• _Record extracts_:
Begin
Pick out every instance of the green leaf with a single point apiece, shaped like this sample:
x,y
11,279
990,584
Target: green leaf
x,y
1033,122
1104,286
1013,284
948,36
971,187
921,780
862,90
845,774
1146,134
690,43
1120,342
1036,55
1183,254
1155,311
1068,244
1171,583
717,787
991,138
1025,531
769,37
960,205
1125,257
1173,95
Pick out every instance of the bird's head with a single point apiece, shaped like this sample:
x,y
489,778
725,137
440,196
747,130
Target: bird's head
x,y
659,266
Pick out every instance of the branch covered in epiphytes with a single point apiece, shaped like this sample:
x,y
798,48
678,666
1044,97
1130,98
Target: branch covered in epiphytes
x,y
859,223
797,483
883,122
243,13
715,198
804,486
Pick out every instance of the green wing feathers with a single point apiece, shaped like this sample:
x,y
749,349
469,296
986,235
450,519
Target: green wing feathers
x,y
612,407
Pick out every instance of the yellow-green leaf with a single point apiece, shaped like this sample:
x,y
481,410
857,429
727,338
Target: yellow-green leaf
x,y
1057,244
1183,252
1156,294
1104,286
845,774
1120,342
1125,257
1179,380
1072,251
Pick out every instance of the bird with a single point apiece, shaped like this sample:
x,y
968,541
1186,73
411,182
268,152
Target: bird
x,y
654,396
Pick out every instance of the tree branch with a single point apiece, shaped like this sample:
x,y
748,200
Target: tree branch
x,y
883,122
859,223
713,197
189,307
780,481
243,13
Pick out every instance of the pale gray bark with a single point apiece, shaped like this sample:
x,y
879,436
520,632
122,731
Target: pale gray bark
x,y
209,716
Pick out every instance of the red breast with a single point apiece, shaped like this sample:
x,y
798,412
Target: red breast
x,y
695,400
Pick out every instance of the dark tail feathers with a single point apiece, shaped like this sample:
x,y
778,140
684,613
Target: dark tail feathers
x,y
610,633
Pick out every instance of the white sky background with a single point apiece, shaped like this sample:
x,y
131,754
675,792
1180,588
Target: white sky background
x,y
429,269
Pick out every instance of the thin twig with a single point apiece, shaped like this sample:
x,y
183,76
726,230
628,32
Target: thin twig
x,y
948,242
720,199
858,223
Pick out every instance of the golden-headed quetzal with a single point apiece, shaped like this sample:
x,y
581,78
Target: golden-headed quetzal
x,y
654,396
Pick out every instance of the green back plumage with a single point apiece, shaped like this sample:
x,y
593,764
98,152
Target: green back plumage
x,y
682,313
End
• _Problem statement_:
What do the records say? Quote them all exactly.

• _Task output_:
Pick out every instance of the green leaf with a single point apiece, shaped like this sample:
x,y
11,279
990,584
Target: green leaf
x,y
1033,122
1104,286
1013,284
948,36
971,187
921,780
862,90
845,774
1146,134
690,43
1120,342
1036,55
1183,254
1155,311
1068,244
1171,583
717,787
991,138
1025,531
769,37
960,205
1125,257
1173,95
Pick out every instance of the bird's head with a single point apiece, shaped like this sample:
x,y
489,778
725,137
440,196
747,130
Target: bird's head
x,y
659,266
Pick out every instance of the branch covered in epiphytes with a single point apiece, shaped like this sample:
x,y
798,48
678,666
1044,97
1130,98
Target: branch covered in epiphytes
x,y
859,223
797,483
883,122
243,13
715,198
804,486
Pick out every instance of the green wing feathers with a single point apiece, shaped like this sample:
x,y
749,349
469,296
986,235
450,519
Target: green wing feathers
x,y
612,407
Pick out every instance of the yellow-green leaf with a single point apiece, shaped like this sample:
x,y
481,410
857,429
727,338
Target: yellow-green leaf
x,y
1057,244
1183,252
1156,294
1104,286
845,774
1120,342
1125,257
1179,380
1072,251
Pick out every instance of the bird with a single point apiece, shaped like this sample:
x,y
968,541
1186,73
411,182
268,152
Target: bird
x,y
654,396
Pick out every instance of the tree branch with a single point apiece, shaped like this sample:
x,y
748,200
Target: tree branch
x,y
883,122
859,223
713,197
189,307
780,481
243,13
Pick out every instance of the pale gray bark with a single point apiece, shaped like this sample:
x,y
879,436
520,632
122,731
Target: pale gray bark
x,y
209,716
Pick out every instance of the red breast with a single point apiece, shaped like this sample:
x,y
798,412
Target: red breast
x,y
695,400
Pick out every instance of the dark tail feathers with a single point apiece, shaped like this sample:
x,y
778,140
684,613
Target: dark tail feathers
x,y
610,633
Pick out every instance of the white sky background with a single point apiece, shaped like this sample:
x,y
131,754
675,792
1180,588
Target: white sky background
x,y
429,269
Pick out every instance of the thin twig with a single point apiece, shaped like this sample:
x,y
183,76
726,230
628,32
Target: thin twig
x,y
948,242
720,199
858,223
Pick out every instance of the golden-headed quetzal with a single point apiece, shaped like this sample:
x,y
581,78
Target: golden-headed quetzal
x,y
654,396
Pick out every instance of the green back plumage with a single point apiece, shaped like this sample:
x,y
593,764
98,152
Target: green back plumage
x,y
682,313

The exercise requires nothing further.